- [Request 1]
Please copy out, word for word, the lines of the records below, starting at the line that contains "Reviewer note: confirm that each instance of the red" and ending at the line that contains "[(696, 101)]", with both of those lines included.

Teaching and Supervision
Undergraduate Teaching
Adam teaches on a range of undergraduate modules around political and economic geographies as well as research design and statistical methods. He is keen to engage students in lectures with questions, discussions and examples from his own research so as to support students to be critically aware and empirically informed in thinking through the often simplified debates about the ongoing changes in the world as well as to see the role and relevance of research to policy and people. In his teaching of statistics and quantitative methods Adam uses clear examples, simple explanations and applied research examples to show both how useful numbers can be and that it's not nearly as hard as students might at first imagine!
Adam was one of three nominees for the Best Practice in Feedback award at the 2011 Sheffield Students' Union Academic Awards. These are awards run, nominated and given by students in recognition that good teaching has an enormous positive impact on student's learning experience.
Adam's input on undergraduate courses includes:
GEO152 Statistical Data Analysis in Geography
GEO231 Socio-Spatial Analysis
GEO243 Political Geographies
GEO358 Geography of Europe Field Class
GEO369 Social and Spatial InequalitiesAll staff also engage in personal supervision and tutoring of individual students at all three levels in the following modules:
GEO163 (Information & Communication Skills for Geographers)
GEO263 or GEO264 (Research Design in Human or Physical Geography)
GEO356 (Geographical Research Project)

- [Dataset content]
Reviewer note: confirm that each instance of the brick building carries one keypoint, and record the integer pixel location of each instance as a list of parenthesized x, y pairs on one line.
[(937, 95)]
==
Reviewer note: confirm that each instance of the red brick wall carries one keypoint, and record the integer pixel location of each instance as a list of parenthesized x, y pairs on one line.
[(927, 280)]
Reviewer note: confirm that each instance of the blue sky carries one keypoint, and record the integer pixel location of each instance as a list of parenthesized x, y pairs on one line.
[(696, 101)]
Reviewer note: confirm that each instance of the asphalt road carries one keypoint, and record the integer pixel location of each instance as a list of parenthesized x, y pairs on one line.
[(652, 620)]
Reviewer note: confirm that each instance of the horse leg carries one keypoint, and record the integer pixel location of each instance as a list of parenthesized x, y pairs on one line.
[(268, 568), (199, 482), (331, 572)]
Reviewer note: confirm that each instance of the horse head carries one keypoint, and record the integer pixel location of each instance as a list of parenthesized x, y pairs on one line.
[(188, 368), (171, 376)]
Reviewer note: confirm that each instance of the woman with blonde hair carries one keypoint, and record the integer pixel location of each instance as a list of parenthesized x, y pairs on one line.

- [Request 2]
Condense the paragraph of the teaching profile above that begins "Adam teaches on a range" into a short bulleted list of its main points.

- [Written response 1]
Reviewer note: confirm that each instance of the red brick wall carries one keypoint, and record the integer pixel location of each instance as a list of parenthesized x, y pairs on one line.
[(927, 280)]
Reviewer note: confirm that each instance of the blue sky carries one keypoint, and record the integer pixel location of each instance as a list of parenthesized x, y pairs on one line.
[(696, 101)]

- [Written response 2]
- Teaches undergraduate modules on political and economic geographies, research design, and statistical methods.
- Engages students in lectures with questions, discussions, and examples from his own research.
- Aims to help students be critically aware and empirically informed about often simplified debates on ongoing changes in the world, and to see the role and relevance of research to policy and people.
- In statistics and quantitative methods, uses clear examples, simple explanations, and applied research examples to show that numbers are useful and not nearly as hard as students might first imagine.